_WRITTEN INSTRUCTION_
In the Vietnamese dragon origin myth below, where did the King take his 50 children after he and his wife split?

_EXCERPT_
----

Tag Archives: origin

Vietnamese Dragon Origin Myth

“The legend goes that Lạc Long Quân, the King of the Dragonkind, lived in and reigned over Vietnam in about 3,000 BCE. Sometime in his life he married Âu Cơ, who was a goddess of birds. Quân fathered 100 children who all hatched at the same time with Âu Cơ. Once they were all born, the King and his wife realized that they could not live together anymore and raise all of the children together, so they split and the King went to the coast with 50 kids and the wife went to the mountains with the other 50. According to the legend, all of the Vietnamese people of today are directly descended from these 100 children, making us all dragon people.”


This legend was collected from one of my friends. He is fully racially Vietnamese, and both of his parents emigrated from Vietnam to the US when they were adults. He said his parents try to keep their Vietnamese traditions alive, mostly through cooking traditions, but also through some stories. This is the only one he really remembers clearly. To him, it’s important because his parents identify strongly with it. They don’t actually believe that they are part dragon, but the myth takes on a more significant metaphorical meaning. I don’t really know enough about Vietnamese culture, but I could imagine that this myth provides the Vietnamese with a sense of unity as well as a divide between the mountainous peoples and the coastal peoples of Vietnam.

The (Rumored) Truth of Movie Popcorn’s Origin

The first informant is a 65-year-old man who grew up in Southside Chicago and Baltimore with his parents and two brothers. He is a father, grandfather, patent attorney, musician, and inventor.

The second informant is a 95-year old man who grew up in Davenport, right near downtown with his parents and two brothers. His father came over from Russia and owned a grocery store in Davenport. He now lives in Skokie, IL with his wife and caretaker. He has three sons and 9 grandchildren.

----

_DATA SECTION_
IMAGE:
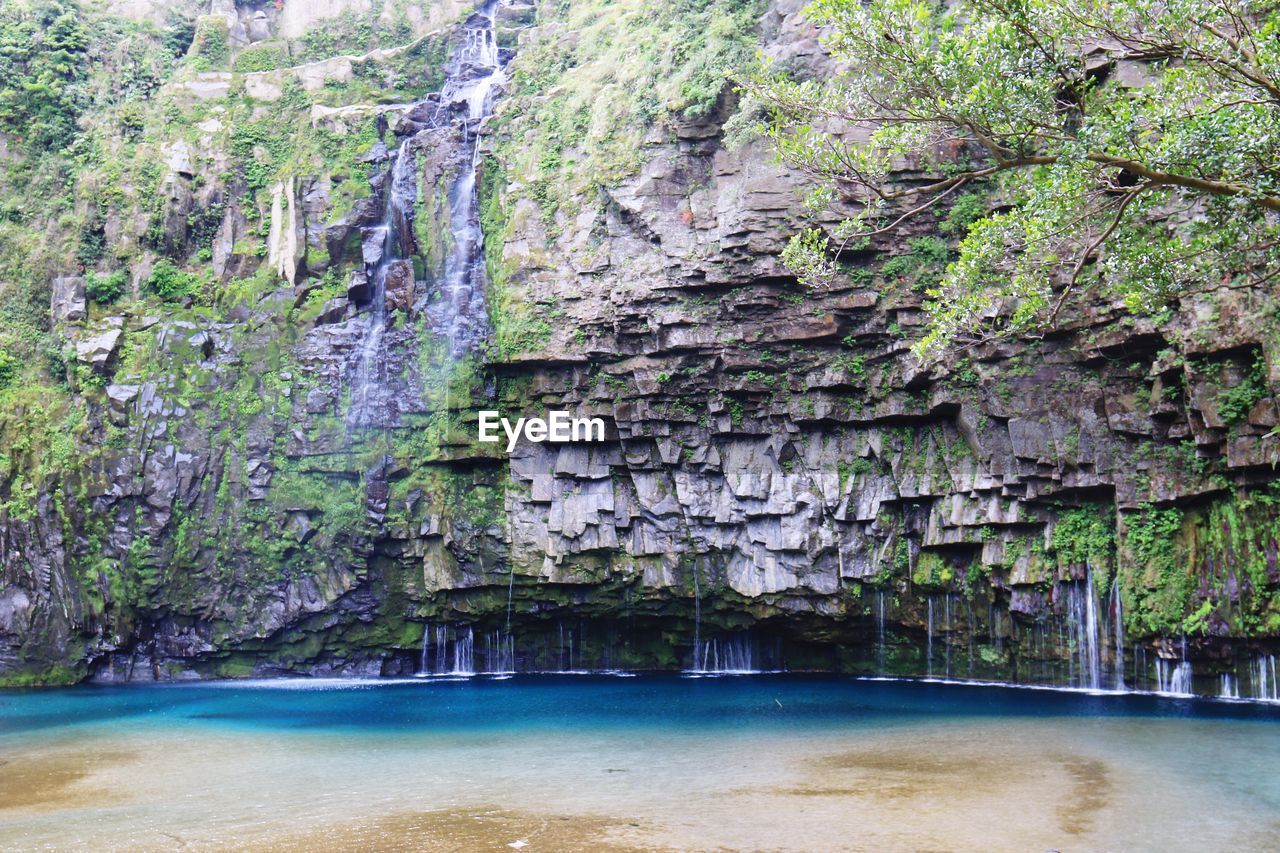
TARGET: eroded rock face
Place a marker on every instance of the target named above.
(68, 300)
(776, 460)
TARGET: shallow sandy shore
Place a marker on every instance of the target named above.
(987, 785)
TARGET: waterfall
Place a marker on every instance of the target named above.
(458, 316)
(929, 646)
(1262, 675)
(731, 656)
(464, 653)
(880, 630)
(1083, 634)
(426, 644)
(698, 616)
(382, 249)
(476, 72)
(1174, 679)
(946, 635)
(1118, 626)
(462, 658)
(499, 653)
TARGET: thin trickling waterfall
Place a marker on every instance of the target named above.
(1171, 678)
(426, 644)
(929, 628)
(1084, 634)
(382, 249)
(464, 653)
(731, 656)
(880, 630)
(456, 315)
(1262, 675)
(698, 616)
(1118, 628)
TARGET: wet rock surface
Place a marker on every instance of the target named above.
(777, 465)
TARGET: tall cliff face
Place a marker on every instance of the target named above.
(781, 478)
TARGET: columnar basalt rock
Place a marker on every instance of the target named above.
(776, 463)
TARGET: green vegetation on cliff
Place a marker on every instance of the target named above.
(1132, 141)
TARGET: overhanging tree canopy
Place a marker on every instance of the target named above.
(1132, 145)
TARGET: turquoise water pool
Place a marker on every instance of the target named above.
(640, 762)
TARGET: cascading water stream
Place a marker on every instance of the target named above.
(928, 655)
(1118, 625)
(447, 127)
(880, 630)
(1264, 679)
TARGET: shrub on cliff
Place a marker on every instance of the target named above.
(105, 288)
(170, 283)
(1133, 144)
(8, 369)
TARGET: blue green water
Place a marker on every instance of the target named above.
(647, 762)
(576, 703)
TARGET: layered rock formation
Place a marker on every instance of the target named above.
(780, 471)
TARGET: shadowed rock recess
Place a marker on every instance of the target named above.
(283, 477)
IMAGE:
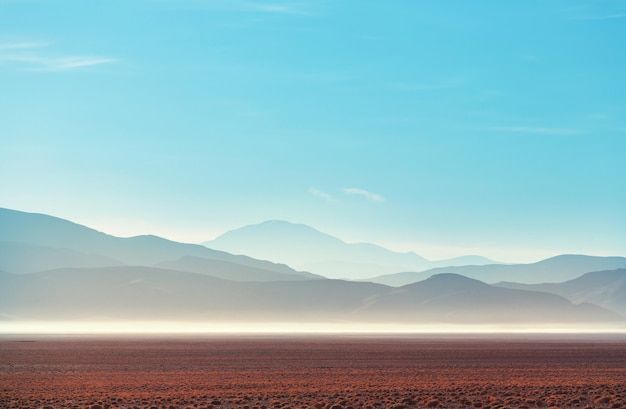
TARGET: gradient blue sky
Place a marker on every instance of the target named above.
(442, 127)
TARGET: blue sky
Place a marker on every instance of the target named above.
(446, 128)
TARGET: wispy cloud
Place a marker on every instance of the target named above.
(446, 83)
(536, 130)
(362, 192)
(302, 8)
(33, 56)
(323, 195)
(600, 17)
(278, 8)
(22, 45)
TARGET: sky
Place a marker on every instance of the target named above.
(446, 128)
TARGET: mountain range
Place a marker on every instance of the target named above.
(604, 288)
(305, 248)
(554, 269)
(53, 269)
(144, 293)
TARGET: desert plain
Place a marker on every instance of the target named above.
(316, 372)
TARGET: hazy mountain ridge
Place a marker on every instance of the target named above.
(149, 293)
(191, 282)
(306, 248)
(555, 269)
(52, 242)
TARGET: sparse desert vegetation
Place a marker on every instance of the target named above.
(315, 373)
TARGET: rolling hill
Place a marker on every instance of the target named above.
(604, 288)
(145, 293)
(554, 269)
(308, 249)
(31, 242)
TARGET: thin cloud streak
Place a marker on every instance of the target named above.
(22, 45)
(362, 192)
(536, 130)
(39, 63)
(29, 57)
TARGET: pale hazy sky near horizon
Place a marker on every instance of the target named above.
(443, 127)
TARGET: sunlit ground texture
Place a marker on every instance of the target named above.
(317, 372)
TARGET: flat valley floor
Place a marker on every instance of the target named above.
(311, 372)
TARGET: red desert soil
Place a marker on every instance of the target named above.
(316, 373)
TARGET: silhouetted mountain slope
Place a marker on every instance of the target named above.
(452, 297)
(308, 249)
(604, 288)
(555, 269)
(232, 271)
(47, 234)
(156, 294)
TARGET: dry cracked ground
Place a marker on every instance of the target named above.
(314, 372)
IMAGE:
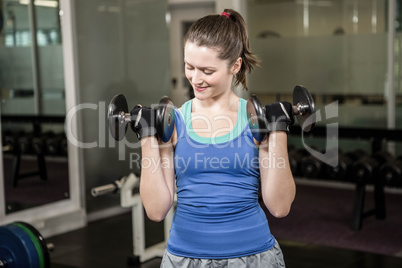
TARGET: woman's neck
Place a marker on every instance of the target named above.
(217, 104)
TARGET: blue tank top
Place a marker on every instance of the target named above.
(217, 215)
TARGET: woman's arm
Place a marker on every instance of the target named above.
(277, 183)
(157, 177)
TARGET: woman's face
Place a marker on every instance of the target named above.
(209, 76)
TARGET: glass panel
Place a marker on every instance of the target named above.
(336, 48)
(32, 105)
(123, 47)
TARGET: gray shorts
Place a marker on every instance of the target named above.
(267, 259)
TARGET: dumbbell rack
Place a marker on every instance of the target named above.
(376, 138)
(36, 122)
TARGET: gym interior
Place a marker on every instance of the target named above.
(69, 191)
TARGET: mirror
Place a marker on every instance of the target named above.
(33, 107)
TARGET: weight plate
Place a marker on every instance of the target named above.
(305, 103)
(256, 118)
(116, 116)
(39, 242)
(165, 119)
(16, 248)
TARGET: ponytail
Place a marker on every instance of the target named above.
(228, 34)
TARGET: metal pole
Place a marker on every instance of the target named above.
(35, 59)
(390, 90)
(391, 66)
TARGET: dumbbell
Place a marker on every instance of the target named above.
(119, 118)
(391, 173)
(21, 245)
(303, 109)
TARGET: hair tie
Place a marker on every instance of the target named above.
(227, 15)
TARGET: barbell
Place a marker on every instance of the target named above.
(21, 245)
(119, 117)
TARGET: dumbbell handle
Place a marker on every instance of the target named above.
(300, 109)
(104, 189)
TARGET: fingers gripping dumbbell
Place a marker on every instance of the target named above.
(303, 108)
(161, 120)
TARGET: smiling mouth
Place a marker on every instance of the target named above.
(200, 88)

----

_SOLUTION TO THIS PROBLEM_
To the coast.